§ **The request**
Can you find every line in the entries below that contains the word "leaf" and copy each one? Case matters.

Records:
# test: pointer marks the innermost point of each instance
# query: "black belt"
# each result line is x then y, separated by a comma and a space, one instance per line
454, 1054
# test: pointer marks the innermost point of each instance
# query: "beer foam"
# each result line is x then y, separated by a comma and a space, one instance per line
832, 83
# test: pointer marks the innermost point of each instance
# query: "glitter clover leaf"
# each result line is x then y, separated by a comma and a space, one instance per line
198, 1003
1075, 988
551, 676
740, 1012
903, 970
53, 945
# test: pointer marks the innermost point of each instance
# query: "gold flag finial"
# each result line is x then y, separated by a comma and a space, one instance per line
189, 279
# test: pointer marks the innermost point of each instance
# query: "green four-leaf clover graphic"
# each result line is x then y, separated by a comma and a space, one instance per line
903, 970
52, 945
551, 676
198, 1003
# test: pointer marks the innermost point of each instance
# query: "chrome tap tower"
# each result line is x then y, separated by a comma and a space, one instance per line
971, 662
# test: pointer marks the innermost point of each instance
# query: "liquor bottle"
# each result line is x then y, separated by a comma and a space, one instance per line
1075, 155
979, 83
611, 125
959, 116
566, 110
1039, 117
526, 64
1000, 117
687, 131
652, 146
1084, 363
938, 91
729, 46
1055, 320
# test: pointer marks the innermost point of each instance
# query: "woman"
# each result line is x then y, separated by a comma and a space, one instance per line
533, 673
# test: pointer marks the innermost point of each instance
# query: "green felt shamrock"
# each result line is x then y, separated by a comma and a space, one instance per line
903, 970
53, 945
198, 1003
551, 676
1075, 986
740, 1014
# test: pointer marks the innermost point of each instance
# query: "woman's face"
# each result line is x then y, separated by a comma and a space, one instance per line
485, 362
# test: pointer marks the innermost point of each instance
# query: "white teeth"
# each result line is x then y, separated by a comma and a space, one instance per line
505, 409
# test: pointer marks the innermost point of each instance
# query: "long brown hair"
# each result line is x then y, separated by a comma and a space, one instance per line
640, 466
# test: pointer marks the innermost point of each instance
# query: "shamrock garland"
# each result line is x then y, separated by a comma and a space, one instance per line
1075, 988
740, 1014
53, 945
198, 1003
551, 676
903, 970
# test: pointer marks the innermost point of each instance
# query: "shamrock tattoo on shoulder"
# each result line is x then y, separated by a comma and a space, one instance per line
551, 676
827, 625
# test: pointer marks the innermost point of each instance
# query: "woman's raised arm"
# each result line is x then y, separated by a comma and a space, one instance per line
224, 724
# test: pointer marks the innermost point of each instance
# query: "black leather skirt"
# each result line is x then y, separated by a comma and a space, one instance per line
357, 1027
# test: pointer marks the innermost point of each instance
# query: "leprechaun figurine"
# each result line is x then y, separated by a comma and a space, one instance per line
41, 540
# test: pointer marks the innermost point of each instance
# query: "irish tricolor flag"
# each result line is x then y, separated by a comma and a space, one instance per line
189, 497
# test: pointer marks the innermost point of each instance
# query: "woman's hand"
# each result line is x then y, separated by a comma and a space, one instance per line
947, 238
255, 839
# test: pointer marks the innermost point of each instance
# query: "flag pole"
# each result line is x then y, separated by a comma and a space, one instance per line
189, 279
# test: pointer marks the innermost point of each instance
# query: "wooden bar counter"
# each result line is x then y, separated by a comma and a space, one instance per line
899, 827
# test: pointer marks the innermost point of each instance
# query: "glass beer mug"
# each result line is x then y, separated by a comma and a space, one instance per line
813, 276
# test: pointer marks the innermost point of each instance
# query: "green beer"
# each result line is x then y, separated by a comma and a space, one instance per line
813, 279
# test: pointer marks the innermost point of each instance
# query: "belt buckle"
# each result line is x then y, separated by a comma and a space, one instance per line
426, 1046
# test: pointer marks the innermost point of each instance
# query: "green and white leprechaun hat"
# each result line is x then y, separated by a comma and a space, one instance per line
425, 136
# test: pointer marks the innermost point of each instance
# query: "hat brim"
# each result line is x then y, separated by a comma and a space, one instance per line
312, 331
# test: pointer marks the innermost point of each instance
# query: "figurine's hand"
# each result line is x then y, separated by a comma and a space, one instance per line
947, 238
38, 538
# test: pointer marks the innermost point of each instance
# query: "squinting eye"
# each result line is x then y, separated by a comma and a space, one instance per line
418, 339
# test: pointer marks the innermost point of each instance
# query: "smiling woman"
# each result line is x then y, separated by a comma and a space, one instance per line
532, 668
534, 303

...

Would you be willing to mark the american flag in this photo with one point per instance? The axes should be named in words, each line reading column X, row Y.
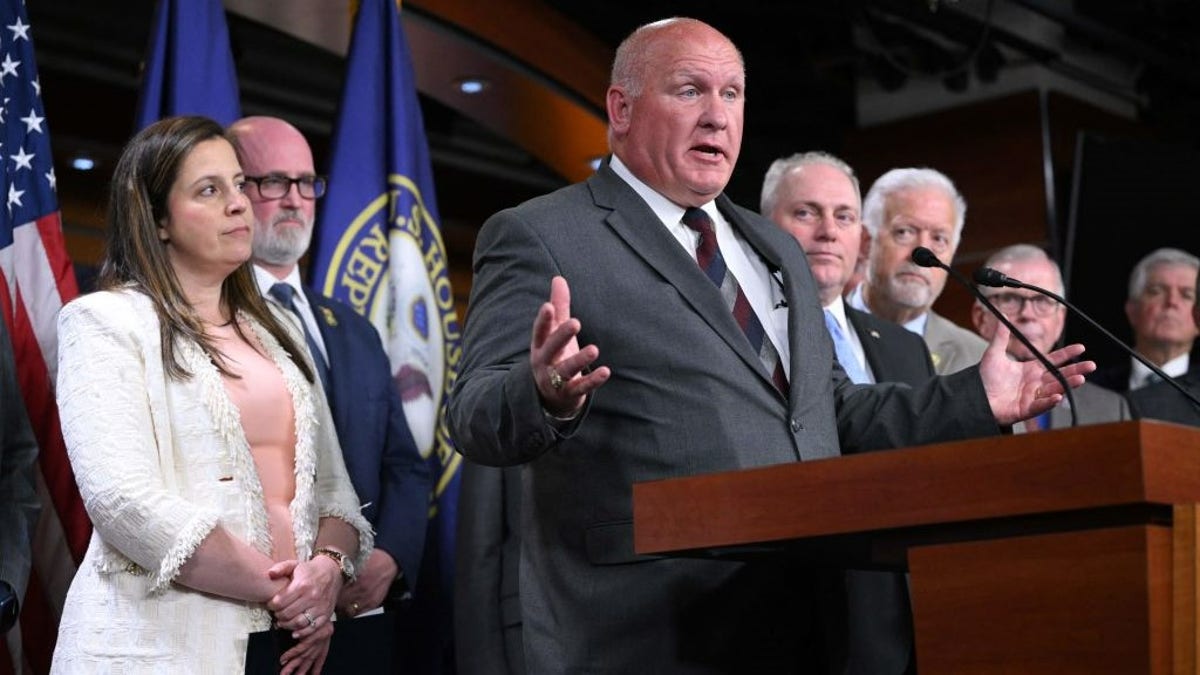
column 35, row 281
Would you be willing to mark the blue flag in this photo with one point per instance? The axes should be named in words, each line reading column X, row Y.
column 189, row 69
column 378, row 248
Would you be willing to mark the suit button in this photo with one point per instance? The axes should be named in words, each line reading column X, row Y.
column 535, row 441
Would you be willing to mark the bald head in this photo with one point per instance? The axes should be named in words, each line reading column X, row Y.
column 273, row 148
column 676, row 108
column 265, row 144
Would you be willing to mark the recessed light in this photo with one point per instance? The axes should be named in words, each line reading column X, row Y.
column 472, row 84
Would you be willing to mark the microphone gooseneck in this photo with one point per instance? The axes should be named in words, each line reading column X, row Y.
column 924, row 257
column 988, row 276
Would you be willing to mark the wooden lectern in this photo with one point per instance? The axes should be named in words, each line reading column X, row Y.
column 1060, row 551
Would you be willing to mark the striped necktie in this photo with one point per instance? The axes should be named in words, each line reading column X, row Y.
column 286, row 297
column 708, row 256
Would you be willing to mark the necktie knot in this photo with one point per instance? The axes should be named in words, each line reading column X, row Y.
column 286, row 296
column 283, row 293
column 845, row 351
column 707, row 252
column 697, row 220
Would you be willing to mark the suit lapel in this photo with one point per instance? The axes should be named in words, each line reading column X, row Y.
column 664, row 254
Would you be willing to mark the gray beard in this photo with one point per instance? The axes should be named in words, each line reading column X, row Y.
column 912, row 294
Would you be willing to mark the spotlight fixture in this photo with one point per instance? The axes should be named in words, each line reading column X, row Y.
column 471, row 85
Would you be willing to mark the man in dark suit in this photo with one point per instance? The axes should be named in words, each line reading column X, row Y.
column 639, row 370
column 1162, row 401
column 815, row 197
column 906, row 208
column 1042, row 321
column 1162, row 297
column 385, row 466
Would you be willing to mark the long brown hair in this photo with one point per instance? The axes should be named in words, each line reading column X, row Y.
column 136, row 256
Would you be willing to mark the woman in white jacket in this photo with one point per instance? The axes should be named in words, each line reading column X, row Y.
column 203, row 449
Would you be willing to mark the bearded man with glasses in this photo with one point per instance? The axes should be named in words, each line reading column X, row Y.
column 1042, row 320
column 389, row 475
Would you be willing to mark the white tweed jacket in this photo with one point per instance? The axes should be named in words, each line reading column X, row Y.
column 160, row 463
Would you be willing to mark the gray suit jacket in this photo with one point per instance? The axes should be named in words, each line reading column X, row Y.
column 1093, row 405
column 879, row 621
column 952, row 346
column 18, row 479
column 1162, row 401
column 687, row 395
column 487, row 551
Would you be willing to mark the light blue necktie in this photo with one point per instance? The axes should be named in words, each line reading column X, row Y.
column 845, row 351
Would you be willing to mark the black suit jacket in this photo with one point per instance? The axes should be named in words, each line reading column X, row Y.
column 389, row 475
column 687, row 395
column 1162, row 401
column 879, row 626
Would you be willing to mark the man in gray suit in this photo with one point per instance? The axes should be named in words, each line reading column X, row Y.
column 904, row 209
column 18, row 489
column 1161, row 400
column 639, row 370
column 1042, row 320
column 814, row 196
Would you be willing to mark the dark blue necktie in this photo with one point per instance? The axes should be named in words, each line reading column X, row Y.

§ **Exercise result**
# query: "glitter clover leaf"
# query: "green four-leaf clover graphic"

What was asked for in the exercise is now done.